Passage shown
Hilda Monte certainly saw herself at all times as a committed member of the democratic socialist resistance. But she was too young, as well as too independent, to have held a position of responsibility in a party. Coming into the resistance as a young woman, she first joined a small and unusual political group in Berlin called the Internationaler Sozialistischer Kampfbund (Militant Socialist International) and later decided to follow her own individual path. When The Unity of Europe was published, she made the decision to publish it in her personal name only, without any reference to any party or political organization.

In several ways, the tragic death of Hilda Monte on 17 April 1945 while on a mission for the resistance in Austria (the circumstances of which we will return to below) reveals another factor in the difficulty of remembrance. It had not only the material consequence that only a few of her personal papers survived,6 but more significantly it made her fate difficult to integrate into the respective national resistance narratives. This is in some sense fitting, because Hilda Monte very much perceived her resistance work as part of a transnational European resistance against a common deadly enemy.

Ultimately, it is because the source material on the life and dedication of Hilda Monte is so scant that simply for pragmatic reasons, historical research has tended to be directed towards more easily accessible actors of the German resistance. As a result, and because so little reliable information was available for so long, even the cursory summaries of Hilda Monte’s life to be found in German encyclopaedias and handbooks tend to be full of inaccuracies and outright flagrant errors.7

At the same time, this also seems to have caused a certain ripple effect in the other direction: once false and misleading information is in the world, it is repeated, copied, and becomes self-propagating. The result has been that today some accounts put Hilda Monte in places where she never was, even as they make no mention of her being in cities where she had actually lived (such as Paris). For the most part, this seems to have happened simply because the best available knowledge was not adequate; in some cases it was done speculatively or for the sake of sensationalism. However, her life was so extraordinarily rich, not to mention adventurous, that it needs absolutely no embellishment.

Items from a labeling collection

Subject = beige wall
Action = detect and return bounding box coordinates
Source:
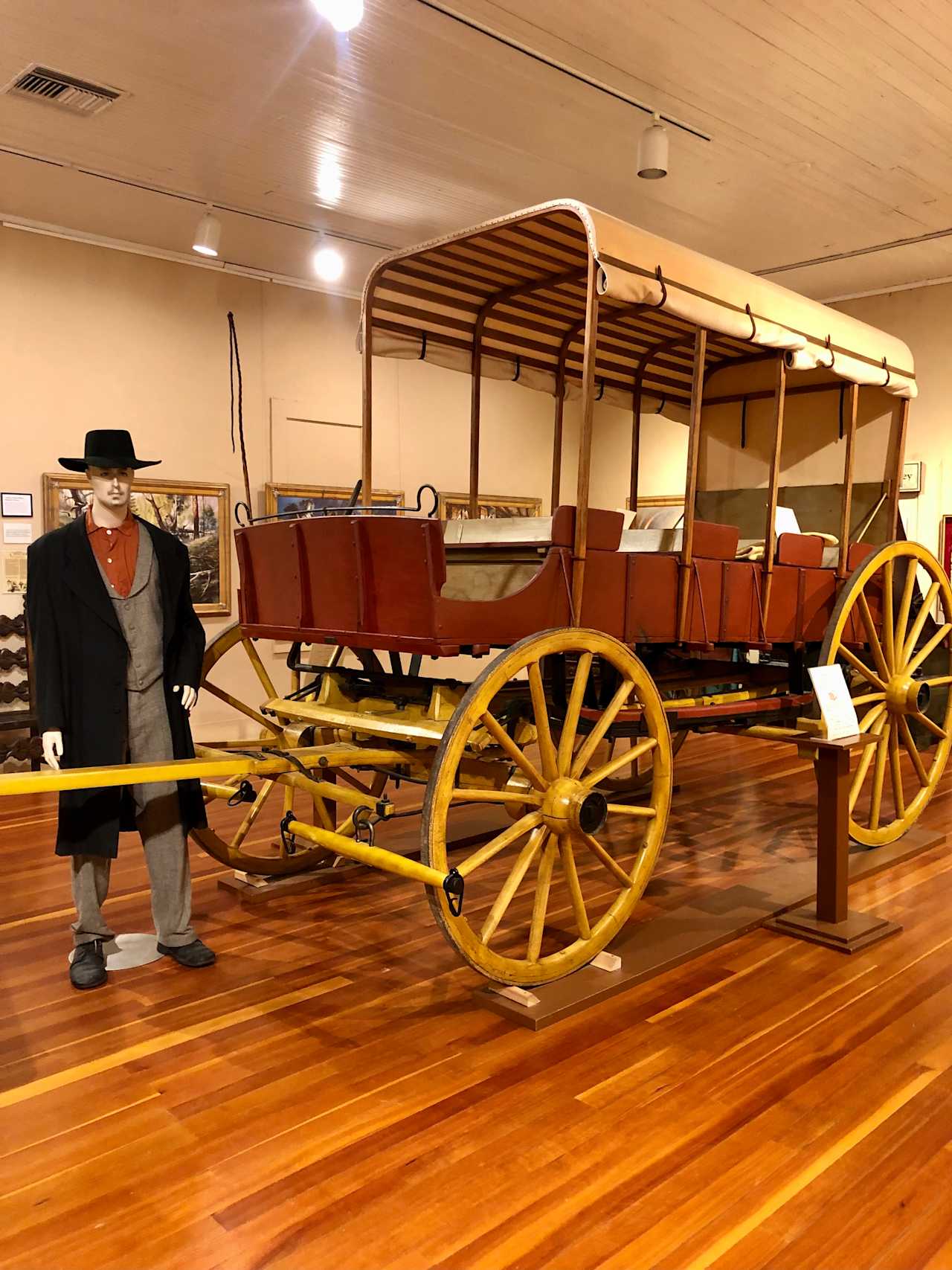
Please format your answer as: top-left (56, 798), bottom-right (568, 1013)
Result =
top-left (0, 228), bottom-right (686, 739)
top-left (837, 283), bottom-right (952, 551)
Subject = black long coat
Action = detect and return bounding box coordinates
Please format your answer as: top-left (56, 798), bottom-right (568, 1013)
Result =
top-left (27, 516), bottom-right (207, 856)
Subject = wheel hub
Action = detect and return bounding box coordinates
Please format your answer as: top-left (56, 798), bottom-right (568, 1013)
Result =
top-left (542, 776), bottom-right (608, 833)
top-left (886, 674), bottom-right (932, 715)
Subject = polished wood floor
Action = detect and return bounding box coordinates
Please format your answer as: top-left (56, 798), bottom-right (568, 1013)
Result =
top-left (0, 738), bottom-right (952, 1270)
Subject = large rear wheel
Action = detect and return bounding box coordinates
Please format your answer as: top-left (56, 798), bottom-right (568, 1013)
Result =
top-left (820, 542), bottom-right (952, 847)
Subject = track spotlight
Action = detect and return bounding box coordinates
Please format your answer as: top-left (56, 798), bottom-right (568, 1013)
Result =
top-left (638, 115), bottom-right (668, 180)
top-left (192, 212), bottom-right (221, 255)
top-left (314, 0), bottom-right (363, 32)
top-left (314, 243), bottom-right (344, 282)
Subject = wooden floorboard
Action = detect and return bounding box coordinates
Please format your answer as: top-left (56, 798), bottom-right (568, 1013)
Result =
top-left (0, 737), bottom-right (952, 1270)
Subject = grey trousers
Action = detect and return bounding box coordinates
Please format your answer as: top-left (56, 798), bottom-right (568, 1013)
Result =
top-left (72, 679), bottom-right (196, 947)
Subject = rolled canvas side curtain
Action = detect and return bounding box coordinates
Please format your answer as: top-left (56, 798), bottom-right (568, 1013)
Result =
top-left (785, 344), bottom-right (919, 399)
top-left (598, 264), bottom-right (807, 349)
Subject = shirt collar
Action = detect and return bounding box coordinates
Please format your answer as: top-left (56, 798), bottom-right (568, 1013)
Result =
top-left (86, 507), bottom-right (136, 537)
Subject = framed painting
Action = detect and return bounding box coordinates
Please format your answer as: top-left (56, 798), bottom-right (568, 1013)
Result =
top-left (43, 472), bottom-right (231, 618)
top-left (264, 481), bottom-right (404, 516)
top-left (939, 516), bottom-right (952, 579)
top-left (438, 494), bottom-right (542, 521)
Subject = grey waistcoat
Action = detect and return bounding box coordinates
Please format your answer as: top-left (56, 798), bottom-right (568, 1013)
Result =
top-left (94, 526), bottom-right (164, 692)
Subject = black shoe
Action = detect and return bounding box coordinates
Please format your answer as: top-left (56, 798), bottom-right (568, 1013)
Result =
top-left (158, 940), bottom-right (214, 970)
top-left (70, 940), bottom-right (106, 988)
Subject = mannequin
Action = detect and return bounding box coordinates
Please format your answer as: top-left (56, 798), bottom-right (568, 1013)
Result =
top-left (43, 467), bottom-right (198, 771)
top-left (27, 429), bottom-right (214, 988)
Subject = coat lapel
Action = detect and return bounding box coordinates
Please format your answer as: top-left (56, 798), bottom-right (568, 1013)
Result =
top-left (136, 516), bottom-right (180, 649)
top-left (63, 516), bottom-right (124, 638)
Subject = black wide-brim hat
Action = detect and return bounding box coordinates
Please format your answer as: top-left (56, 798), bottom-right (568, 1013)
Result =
top-left (60, 428), bottom-right (161, 472)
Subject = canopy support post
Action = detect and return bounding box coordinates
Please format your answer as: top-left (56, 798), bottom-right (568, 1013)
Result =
top-left (548, 358), bottom-right (565, 516)
top-left (361, 282), bottom-right (374, 507)
top-left (571, 255), bottom-right (598, 626)
top-left (886, 397), bottom-right (909, 542)
top-left (763, 353), bottom-right (787, 631)
top-left (678, 327), bottom-right (707, 643)
top-left (469, 338), bottom-right (483, 521)
top-left (837, 384), bottom-right (859, 579)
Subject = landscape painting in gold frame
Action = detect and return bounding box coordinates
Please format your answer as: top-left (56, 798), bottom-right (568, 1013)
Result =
top-left (43, 472), bottom-right (231, 618)
top-left (438, 493), bottom-right (542, 521)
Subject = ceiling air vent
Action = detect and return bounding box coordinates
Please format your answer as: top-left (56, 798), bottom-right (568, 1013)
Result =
top-left (5, 66), bottom-right (122, 115)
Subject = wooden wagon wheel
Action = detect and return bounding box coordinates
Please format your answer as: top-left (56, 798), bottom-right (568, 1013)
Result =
top-left (422, 630), bottom-right (672, 986)
top-left (192, 622), bottom-right (355, 875)
top-left (820, 542), bottom-right (952, 847)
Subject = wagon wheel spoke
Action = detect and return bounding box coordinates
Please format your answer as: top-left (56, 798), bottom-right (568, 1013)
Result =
top-left (859, 701), bottom-right (886, 733)
top-left (556, 652), bottom-right (591, 776)
top-left (898, 715), bottom-right (929, 787)
top-left (480, 826), bottom-right (548, 943)
top-left (910, 710), bottom-right (948, 740)
top-left (559, 833), bottom-right (591, 940)
top-left (530, 661), bottom-right (557, 781)
top-left (849, 708), bottom-right (886, 812)
top-left (839, 644), bottom-right (886, 692)
top-left (890, 726), bottom-right (907, 817)
top-left (570, 679), bottom-right (634, 780)
top-left (900, 582), bottom-right (939, 665)
top-left (480, 710), bottom-right (546, 790)
top-left (869, 719), bottom-right (892, 830)
top-left (457, 812), bottom-right (542, 878)
top-left (859, 591), bottom-right (890, 684)
top-left (905, 622), bottom-right (952, 674)
top-left (228, 781), bottom-right (275, 851)
top-left (582, 737), bottom-right (657, 789)
top-left (453, 786), bottom-right (542, 806)
top-left (895, 559), bottom-right (916, 649)
top-left (579, 833), bottom-right (634, 888)
top-left (882, 560), bottom-right (896, 673)
top-left (526, 834), bottom-right (556, 961)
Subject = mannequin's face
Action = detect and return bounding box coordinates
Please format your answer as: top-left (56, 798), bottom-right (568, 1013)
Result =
top-left (86, 467), bottom-right (135, 512)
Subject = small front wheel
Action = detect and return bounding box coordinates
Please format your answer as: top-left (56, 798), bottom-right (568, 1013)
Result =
top-left (422, 629), bottom-right (672, 986)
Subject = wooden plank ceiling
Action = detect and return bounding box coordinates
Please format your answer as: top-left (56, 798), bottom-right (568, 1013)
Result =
top-left (0, 0), bottom-right (952, 297)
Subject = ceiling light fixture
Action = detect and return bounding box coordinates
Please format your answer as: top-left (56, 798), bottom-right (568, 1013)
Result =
top-left (638, 115), bottom-right (668, 180)
top-left (314, 0), bottom-right (363, 33)
top-left (192, 203), bottom-right (221, 255)
top-left (318, 147), bottom-right (343, 203)
top-left (314, 243), bottom-right (344, 282)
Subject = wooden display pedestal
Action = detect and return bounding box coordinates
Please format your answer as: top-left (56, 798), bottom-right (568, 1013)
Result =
top-left (475, 734), bottom-right (945, 1031)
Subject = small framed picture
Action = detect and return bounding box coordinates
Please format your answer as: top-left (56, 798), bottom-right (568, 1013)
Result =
top-left (0, 493), bottom-right (33, 517)
top-left (898, 458), bottom-right (923, 496)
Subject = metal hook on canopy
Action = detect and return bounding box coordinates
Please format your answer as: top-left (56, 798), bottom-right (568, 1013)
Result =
top-left (650, 264), bottom-right (668, 309)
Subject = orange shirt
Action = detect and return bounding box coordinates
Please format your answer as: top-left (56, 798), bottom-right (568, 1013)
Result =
top-left (86, 508), bottom-right (138, 596)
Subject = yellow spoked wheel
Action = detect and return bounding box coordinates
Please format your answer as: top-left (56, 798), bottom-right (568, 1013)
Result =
top-left (820, 542), bottom-right (952, 847)
top-left (192, 622), bottom-right (360, 875)
top-left (422, 630), bottom-right (672, 986)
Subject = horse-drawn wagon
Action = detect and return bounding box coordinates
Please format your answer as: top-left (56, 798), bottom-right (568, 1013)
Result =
top-left (4, 202), bottom-right (952, 984)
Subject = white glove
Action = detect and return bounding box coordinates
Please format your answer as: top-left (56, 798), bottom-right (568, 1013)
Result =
top-left (173, 683), bottom-right (198, 713)
top-left (43, 731), bottom-right (62, 771)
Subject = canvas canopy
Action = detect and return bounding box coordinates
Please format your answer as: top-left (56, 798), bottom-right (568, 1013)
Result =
top-left (361, 199), bottom-right (916, 419)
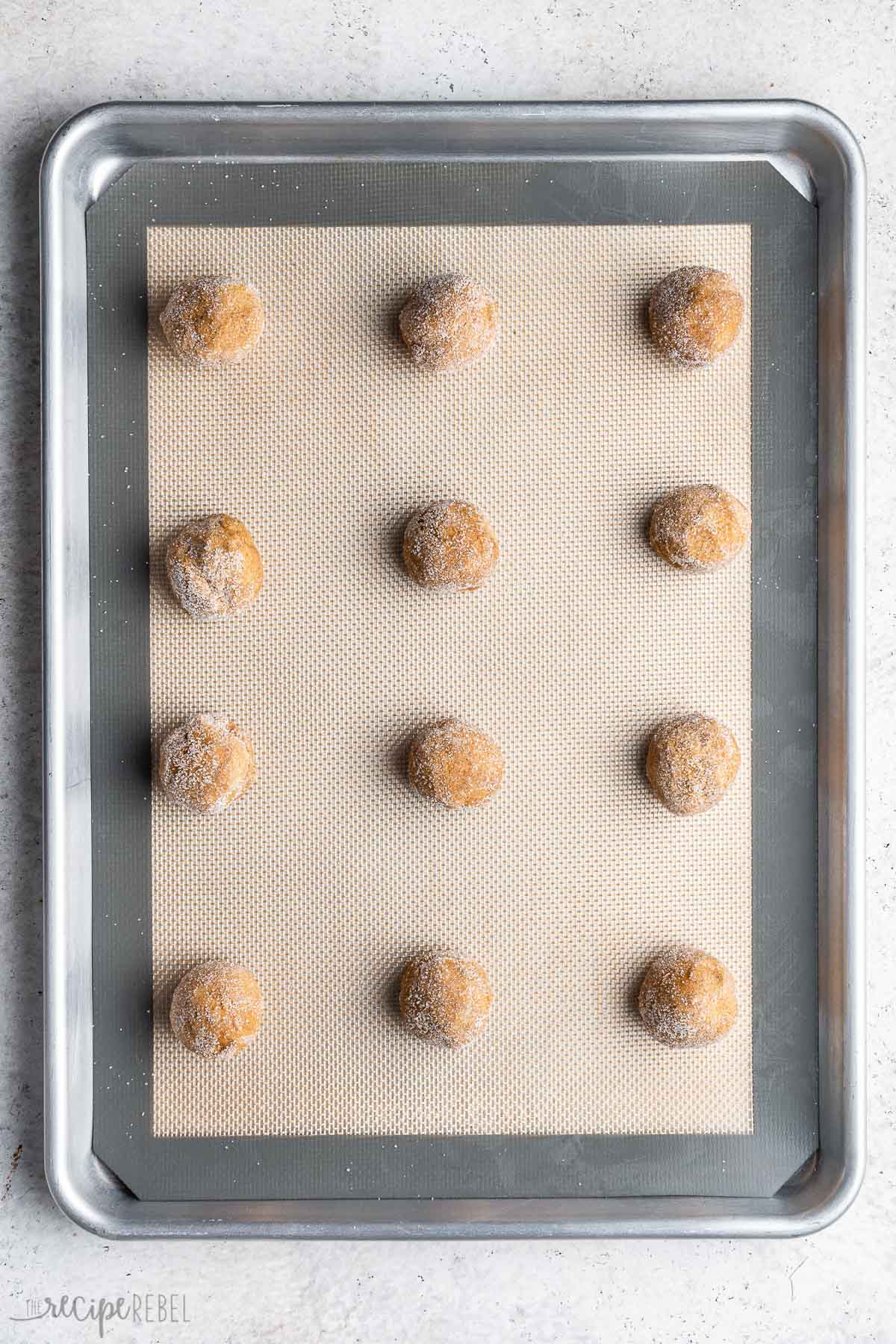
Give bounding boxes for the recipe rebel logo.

Objective
Write out the part of the passage on Hilda Monte that opens with "At the same" and closes with "absolutely no embellishment.", switching "ripple effect" to "knock-on effect". Work only from the passage on Hilda Monte.

Output for this exercise
At the same time, this also seems to have caused a certain knock-on effect in the other direction: once false and misleading information is in the world, it is repeated, copied, and becomes self-propagating. The result has been that today some accounts put Hilda Monte in places where she never was, even as they make no mention of her being in cities where she had actually lived (such as Paris). For the most part, this seems to have happened simply because the best available knowledge was not adequate; in some cases it was done speculatively or for the sake of sensationalism. However, her life was so extraordinarily rich, not to mention adventurous, that it needs absolutely no embellishment.